#### PROVIDED PASSAGE
Arizona: Senate Bill 1542, noted under the Business Organizations section above, also would establish content requirements for deeds evidencing the purchase of single family residential property by a corporation or LLC and provide that a county recorder may not record a deed for the purchase of single family residential property by a corporation or LLC unless the deed contains the ownership information about the corporation or LLC that is in the corporations commission registry.

California: Assembly Bill 2004 (see Notary section above) would require a recorder to accept for recording a tangible copy of an electronic record that has been certified by a notary public.

Indiana: House Bill 1222 was introduced on 1/29/2024 to prohibit the recording of residential real estate service agreements. The bill promptly passed the House on 2/1/2024 and is now in the Senate.

Maryland: House Bill 638 was introduced on 1/25/2024 to modify the state realty transfer tax rate.

Missouri: House Bill 2604 was introduced on 1/31/2024 to adopt the Uniform Real Property Electronic Recording Act.

New Jersey: Assembly Bill 3405 was introduced on 2/1/2024 to eliminate the general purpose, supplemental, and mansion realty transfer fees. This appears to be the same as Senate Bill 535, which was introduced last month.

New Jersey: Assembly Bill 3423 was introduced on 2/1/2024 to establish certain protections against deed theft. The bill text is not yet available to provide the details of such protections.

New York: Senate Bill 8399 was introduced on 1/26/2024 to prohibit the recording of a conveyance that the clerk or register has reason to believe is false or fraudulent in any manner.

Rhode Island: House Bill 7410 was introduced on 1/31/2024 to prohibit cities and towns from charging subscription or access fees for public access to recorded real estate instruments and limit the recording and copying fees of those instruments to the amounts already set forth in statute. The bill would also restrict third-party providers of online or electronic public access from charging fees in excess of the amounts provided in the statute.

#### INFORMATION GIVEN
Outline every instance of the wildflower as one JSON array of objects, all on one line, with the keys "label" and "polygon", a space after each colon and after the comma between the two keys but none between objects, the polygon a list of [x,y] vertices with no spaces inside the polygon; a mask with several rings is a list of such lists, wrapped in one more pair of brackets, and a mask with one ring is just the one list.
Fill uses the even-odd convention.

...

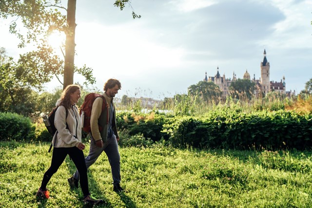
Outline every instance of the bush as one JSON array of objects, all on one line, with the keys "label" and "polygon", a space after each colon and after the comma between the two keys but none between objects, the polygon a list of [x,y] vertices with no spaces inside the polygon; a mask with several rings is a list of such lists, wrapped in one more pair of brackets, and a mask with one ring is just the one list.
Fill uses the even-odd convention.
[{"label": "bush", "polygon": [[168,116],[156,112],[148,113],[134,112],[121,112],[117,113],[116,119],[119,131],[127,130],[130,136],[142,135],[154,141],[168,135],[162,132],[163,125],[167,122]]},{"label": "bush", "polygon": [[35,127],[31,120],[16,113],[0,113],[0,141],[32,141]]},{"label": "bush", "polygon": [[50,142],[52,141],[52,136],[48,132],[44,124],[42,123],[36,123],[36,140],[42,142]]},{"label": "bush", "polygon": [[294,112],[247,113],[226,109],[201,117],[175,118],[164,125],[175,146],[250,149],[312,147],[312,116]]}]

#### OBJECTIVE
Retype the part of the state bill roundup starting with "New Jersey: Assembly Bill 3405" and going on through "of such protections.".

#### WRITTEN ANSWER
New Jersey: Assembly Bill 3405 was introduced on 2/1/2024 to eliminate the general purpose, supplemental, and mansion realty transfer fees. This appears to be the same as Senate Bill 535, which was introduced last month.

New Jersey: Assembly Bill 3423 was introduced on 2/1/2024 to establish certain protections against deed theft. The bill text is not yet available to provide the details of such protections.